Records from a data collection:
● ● ● ●

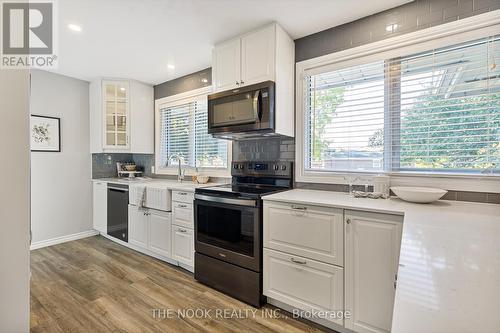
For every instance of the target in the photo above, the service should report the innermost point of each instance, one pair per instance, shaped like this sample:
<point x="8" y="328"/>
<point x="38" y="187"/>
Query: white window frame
<point x="184" y="98"/>
<point x="468" y="29"/>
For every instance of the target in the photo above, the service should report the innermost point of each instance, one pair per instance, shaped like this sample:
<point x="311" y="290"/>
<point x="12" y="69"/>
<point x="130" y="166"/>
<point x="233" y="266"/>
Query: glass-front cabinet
<point x="116" y="112"/>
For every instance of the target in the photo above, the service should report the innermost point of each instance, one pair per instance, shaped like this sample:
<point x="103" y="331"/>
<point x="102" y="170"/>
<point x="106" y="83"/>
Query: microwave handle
<point x="256" y="108"/>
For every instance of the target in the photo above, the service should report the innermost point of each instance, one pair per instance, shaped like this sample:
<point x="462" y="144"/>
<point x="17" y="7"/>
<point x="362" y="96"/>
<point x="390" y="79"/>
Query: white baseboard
<point x="63" y="239"/>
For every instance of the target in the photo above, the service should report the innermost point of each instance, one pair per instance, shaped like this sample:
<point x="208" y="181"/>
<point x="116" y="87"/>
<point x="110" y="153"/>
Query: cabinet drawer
<point x="183" y="245"/>
<point x="183" y="196"/>
<point x="309" y="231"/>
<point x="303" y="283"/>
<point x="182" y="214"/>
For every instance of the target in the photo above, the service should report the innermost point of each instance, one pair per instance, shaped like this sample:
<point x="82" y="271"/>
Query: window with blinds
<point x="183" y="132"/>
<point x="437" y="111"/>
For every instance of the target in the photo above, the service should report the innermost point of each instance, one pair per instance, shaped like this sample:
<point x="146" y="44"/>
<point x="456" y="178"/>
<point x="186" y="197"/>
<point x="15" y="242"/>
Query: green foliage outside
<point x="439" y="133"/>
<point x="324" y="102"/>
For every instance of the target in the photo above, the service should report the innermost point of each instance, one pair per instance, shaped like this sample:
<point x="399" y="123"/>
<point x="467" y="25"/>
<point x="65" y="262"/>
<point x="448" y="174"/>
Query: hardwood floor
<point x="95" y="285"/>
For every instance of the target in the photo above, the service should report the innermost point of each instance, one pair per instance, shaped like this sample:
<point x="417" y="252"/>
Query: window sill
<point x="473" y="183"/>
<point x="189" y="172"/>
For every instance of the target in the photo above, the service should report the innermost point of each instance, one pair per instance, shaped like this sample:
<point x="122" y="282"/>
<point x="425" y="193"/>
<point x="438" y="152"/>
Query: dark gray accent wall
<point x="416" y="15"/>
<point x="185" y="83"/>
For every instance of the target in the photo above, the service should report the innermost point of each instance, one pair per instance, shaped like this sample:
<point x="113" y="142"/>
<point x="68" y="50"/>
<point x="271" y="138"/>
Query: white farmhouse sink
<point x="418" y="194"/>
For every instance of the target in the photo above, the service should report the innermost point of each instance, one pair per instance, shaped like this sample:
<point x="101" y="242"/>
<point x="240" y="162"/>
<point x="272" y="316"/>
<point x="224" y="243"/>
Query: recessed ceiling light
<point x="74" y="27"/>
<point x="391" y="27"/>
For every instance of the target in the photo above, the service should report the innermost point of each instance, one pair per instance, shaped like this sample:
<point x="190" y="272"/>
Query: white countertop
<point x="449" y="274"/>
<point x="167" y="183"/>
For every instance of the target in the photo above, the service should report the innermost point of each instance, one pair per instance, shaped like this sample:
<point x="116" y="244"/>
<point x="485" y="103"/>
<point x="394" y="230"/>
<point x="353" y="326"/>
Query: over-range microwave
<point x="242" y="113"/>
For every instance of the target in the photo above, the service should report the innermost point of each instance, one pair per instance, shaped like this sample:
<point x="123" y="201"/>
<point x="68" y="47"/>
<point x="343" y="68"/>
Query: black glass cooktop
<point x="245" y="190"/>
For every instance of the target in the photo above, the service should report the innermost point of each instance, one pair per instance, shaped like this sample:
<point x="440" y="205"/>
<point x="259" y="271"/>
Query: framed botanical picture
<point x="45" y="133"/>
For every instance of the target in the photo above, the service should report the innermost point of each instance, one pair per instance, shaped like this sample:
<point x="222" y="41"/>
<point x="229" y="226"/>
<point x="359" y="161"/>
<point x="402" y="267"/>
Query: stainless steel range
<point x="228" y="228"/>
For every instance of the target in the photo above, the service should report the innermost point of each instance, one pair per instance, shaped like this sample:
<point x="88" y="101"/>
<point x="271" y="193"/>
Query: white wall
<point x="61" y="190"/>
<point x="14" y="201"/>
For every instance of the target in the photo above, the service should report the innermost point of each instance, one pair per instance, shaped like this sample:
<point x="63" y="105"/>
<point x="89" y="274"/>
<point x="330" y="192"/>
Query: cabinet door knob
<point x="301" y="262"/>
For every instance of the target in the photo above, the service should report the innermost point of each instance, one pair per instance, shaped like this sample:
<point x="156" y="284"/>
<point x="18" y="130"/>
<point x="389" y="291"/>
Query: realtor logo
<point x="28" y="34"/>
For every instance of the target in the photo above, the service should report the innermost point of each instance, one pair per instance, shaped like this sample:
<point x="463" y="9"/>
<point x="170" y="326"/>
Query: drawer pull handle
<point x="301" y="262"/>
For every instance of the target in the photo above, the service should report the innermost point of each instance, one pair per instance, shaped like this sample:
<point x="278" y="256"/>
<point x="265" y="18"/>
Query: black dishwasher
<point x="118" y="211"/>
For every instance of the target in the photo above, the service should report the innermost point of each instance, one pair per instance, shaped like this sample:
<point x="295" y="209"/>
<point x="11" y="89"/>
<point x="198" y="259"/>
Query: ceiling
<point x="138" y="39"/>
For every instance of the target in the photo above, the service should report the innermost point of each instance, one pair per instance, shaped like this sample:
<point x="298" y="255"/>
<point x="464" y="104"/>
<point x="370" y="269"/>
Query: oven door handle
<point x="231" y="201"/>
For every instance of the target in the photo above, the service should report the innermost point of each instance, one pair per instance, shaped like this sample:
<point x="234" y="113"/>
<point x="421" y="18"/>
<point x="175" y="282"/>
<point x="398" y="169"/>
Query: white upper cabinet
<point x="121" y="116"/>
<point x="257" y="56"/>
<point x="371" y="261"/>
<point x="227" y="60"/>
<point x="265" y="54"/>
<point x="261" y="55"/>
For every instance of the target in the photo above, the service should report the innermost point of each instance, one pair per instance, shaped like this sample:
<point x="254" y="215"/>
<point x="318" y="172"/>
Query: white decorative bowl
<point x="202" y="179"/>
<point x="418" y="194"/>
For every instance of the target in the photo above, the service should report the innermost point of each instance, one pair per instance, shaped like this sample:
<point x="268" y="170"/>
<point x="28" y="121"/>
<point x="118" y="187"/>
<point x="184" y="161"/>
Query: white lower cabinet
<point x="100" y="207"/>
<point x="323" y="258"/>
<point x="137" y="226"/>
<point x="372" y="253"/>
<point x="310" y="231"/>
<point x="182" y="214"/>
<point x="303" y="283"/>
<point x="183" y="245"/>
<point x="150" y="229"/>
<point x="160" y="230"/>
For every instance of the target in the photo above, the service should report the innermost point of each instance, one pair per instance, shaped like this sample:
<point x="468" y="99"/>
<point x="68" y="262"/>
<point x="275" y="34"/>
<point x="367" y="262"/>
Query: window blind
<point x="209" y="151"/>
<point x="184" y="131"/>
<point x="449" y="117"/>
<point x="175" y="133"/>
<point x="437" y="111"/>
<point x="345" y="119"/>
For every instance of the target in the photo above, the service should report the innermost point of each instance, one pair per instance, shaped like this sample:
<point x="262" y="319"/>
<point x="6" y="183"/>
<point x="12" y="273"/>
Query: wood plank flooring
<point x="95" y="285"/>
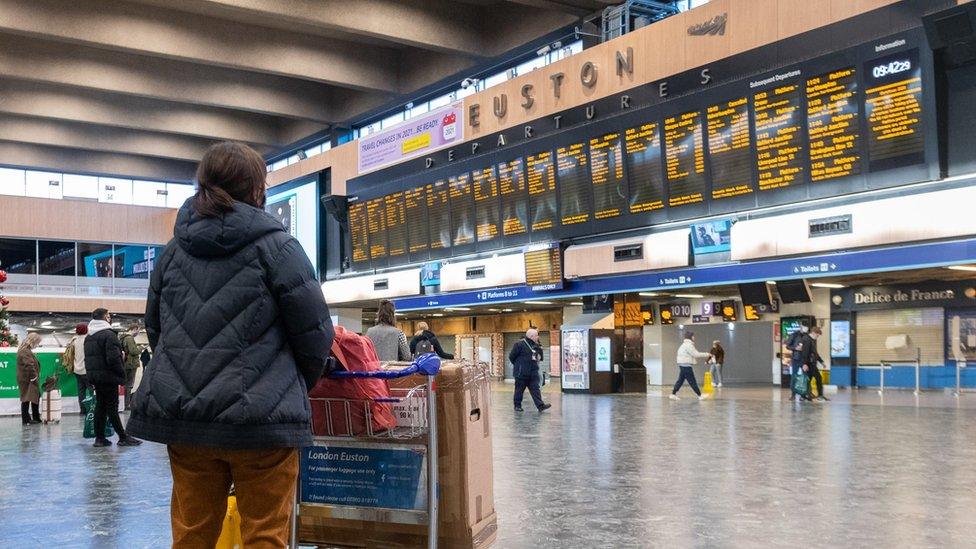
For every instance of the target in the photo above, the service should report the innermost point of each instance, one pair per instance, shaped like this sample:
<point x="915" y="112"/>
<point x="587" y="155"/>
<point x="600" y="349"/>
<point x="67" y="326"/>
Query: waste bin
<point x="634" y="378"/>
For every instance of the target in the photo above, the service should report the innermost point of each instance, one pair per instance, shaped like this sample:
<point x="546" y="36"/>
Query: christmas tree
<point x="6" y="338"/>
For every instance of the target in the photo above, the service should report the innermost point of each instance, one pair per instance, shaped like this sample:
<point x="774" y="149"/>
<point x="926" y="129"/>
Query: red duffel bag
<point x="351" y="400"/>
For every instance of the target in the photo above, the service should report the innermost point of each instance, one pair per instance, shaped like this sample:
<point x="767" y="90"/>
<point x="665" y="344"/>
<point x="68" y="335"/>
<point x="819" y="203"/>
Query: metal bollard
<point x="960" y="364"/>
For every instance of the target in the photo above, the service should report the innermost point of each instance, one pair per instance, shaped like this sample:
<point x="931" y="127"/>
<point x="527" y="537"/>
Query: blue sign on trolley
<point x="390" y="478"/>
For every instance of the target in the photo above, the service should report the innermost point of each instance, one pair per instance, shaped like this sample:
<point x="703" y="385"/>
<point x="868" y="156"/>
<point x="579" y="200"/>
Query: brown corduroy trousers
<point x="264" y="481"/>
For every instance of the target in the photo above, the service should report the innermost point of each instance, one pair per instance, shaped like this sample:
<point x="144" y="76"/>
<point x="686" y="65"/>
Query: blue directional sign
<point x="834" y="264"/>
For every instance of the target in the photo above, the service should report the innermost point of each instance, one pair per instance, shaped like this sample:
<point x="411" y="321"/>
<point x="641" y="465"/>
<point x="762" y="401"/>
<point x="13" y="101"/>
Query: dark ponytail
<point x="227" y="173"/>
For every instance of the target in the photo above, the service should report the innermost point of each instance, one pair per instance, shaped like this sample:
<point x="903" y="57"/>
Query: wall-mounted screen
<point x="297" y="208"/>
<point x="544" y="267"/>
<point x="712" y="237"/>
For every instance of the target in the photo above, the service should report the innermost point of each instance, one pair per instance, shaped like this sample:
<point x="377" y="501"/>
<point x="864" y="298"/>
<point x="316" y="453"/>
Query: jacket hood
<point x="95" y="326"/>
<point x="224" y="235"/>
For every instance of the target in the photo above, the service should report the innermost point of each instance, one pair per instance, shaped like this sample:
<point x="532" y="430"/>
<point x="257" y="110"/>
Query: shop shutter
<point x="924" y="327"/>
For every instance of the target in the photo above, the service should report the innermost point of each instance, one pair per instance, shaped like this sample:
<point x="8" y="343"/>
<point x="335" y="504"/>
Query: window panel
<point x="530" y="65"/>
<point x="149" y="193"/>
<point x="95" y="260"/>
<point x="43" y="184"/>
<point x="419" y="109"/>
<point x="178" y="193"/>
<point x="80" y="186"/>
<point x="12" y="182"/>
<point x="441" y="101"/>
<point x="114" y="191"/>
<point x="391" y="121"/>
<point x="18" y="256"/>
<point x="56" y="258"/>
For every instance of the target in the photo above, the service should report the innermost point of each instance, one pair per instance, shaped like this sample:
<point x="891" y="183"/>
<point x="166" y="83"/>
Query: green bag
<point x="801" y="383"/>
<point x="89" y="408"/>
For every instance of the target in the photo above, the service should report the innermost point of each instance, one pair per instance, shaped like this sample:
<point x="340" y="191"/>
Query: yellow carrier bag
<point x="230" y="534"/>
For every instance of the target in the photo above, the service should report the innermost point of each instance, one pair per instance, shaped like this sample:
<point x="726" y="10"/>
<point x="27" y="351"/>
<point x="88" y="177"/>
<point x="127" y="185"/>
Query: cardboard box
<point x="467" y="504"/>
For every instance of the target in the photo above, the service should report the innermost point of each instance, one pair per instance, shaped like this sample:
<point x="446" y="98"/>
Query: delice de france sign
<point x="422" y="135"/>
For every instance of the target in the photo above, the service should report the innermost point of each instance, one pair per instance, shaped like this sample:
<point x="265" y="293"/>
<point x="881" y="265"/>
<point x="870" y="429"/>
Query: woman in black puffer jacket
<point x="239" y="331"/>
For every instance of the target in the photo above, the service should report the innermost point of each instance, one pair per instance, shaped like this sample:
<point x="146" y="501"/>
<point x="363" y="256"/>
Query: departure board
<point x="818" y="128"/>
<point x="684" y="153"/>
<point x="607" y="175"/>
<point x="439" y="215"/>
<point x="359" y="232"/>
<point x="396" y="225"/>
<point x="462" y="209"/>
<point x="643" y="148"/>
<point x="572" y="180"/>
<point x="730" y="148"/>
<point x="893" y="105"/>
<point x="415" y="208"/>
<point x="779" y="145"/>
<point x="544" y="267"/>
<point x="377" y="228"/>
<point x="511" y="186"/>
<point x="832" y="124"/>
<point x="487" y="224"/>
<point x="541" y="180"/>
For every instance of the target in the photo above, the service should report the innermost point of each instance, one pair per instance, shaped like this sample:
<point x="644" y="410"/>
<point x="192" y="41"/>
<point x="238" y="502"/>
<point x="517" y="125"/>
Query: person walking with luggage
<point x="717" y="361"/>
<point x="525" y="357"/>
<point x="427" y="342"/>
<point x="28" y="372"/>
<point x="131" y="352"/>
<point x="809" y="360"/>
<point x="686" y="358"/>
<point x="239" y="330"/>
<point x="103" y="362"/>
<point x="388" y="340"/>
<point x="795" y="345"/>
<point x="77" y="344"/>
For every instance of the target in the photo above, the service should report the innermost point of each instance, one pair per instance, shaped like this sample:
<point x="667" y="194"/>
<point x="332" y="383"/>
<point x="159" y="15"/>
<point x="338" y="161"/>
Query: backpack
<point x="329" y="397"/>
<point x="423" y="347"/>
<point x="68" y="357"/>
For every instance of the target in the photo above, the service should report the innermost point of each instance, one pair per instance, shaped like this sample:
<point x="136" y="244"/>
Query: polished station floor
<point x="746" y="469"/>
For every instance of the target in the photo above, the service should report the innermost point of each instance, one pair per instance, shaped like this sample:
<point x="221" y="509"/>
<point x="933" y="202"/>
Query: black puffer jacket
<point x="103" y="355"/>
<point x="239" y="329"/>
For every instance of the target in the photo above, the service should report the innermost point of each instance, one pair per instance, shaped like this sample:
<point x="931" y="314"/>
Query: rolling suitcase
<point x="51" y="406"/>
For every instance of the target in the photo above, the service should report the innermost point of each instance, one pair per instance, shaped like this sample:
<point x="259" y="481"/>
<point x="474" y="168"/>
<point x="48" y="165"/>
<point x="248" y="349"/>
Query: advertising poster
<point x="840" y="339"/>
<point x="601" y="346"/>
<point x="435" y="130"/>
<point x="384" y="477"/>
<point x="575" y="360"/>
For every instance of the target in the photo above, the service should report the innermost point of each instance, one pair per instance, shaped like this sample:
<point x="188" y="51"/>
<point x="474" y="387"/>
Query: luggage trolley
<point x="415" y="434"/>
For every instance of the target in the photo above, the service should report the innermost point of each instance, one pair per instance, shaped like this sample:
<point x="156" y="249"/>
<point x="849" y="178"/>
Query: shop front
<point x="922" y="331"/>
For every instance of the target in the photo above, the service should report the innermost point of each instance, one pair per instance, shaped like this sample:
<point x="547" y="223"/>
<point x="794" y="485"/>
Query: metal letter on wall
<point x="500" y="105"/>
<point x="714" y="26"/>
<point x="588" y="74"/>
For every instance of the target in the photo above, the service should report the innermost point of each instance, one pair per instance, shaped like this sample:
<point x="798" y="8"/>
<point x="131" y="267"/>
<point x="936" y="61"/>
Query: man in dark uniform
<point x="525" y="357"/>
<point x="795" y="345"/>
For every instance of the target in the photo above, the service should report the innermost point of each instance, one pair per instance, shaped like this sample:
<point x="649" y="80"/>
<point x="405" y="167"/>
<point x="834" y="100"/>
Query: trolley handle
<point x="428" y="365"/>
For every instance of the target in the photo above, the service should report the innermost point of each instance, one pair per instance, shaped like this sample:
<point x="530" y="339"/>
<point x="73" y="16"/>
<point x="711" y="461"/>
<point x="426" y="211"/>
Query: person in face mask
<point x="810" y="358"/>
<point x="795" y="346"/>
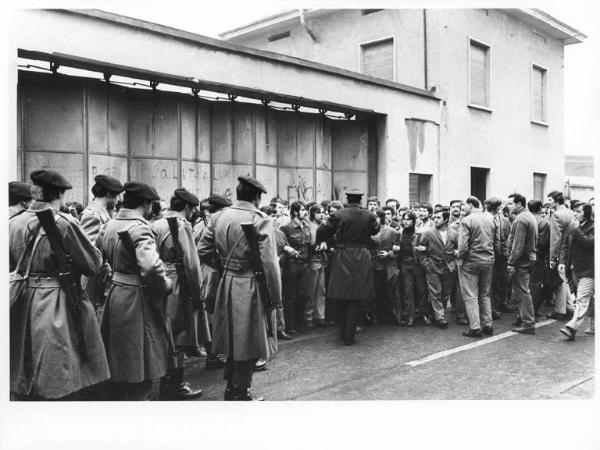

● ● ● ●

▶ [Required task]:
Gather each line of the items above that contains the word "green", matching case exactly.

▶ [Expected output]:
Query: green foliage outside
Query: green bag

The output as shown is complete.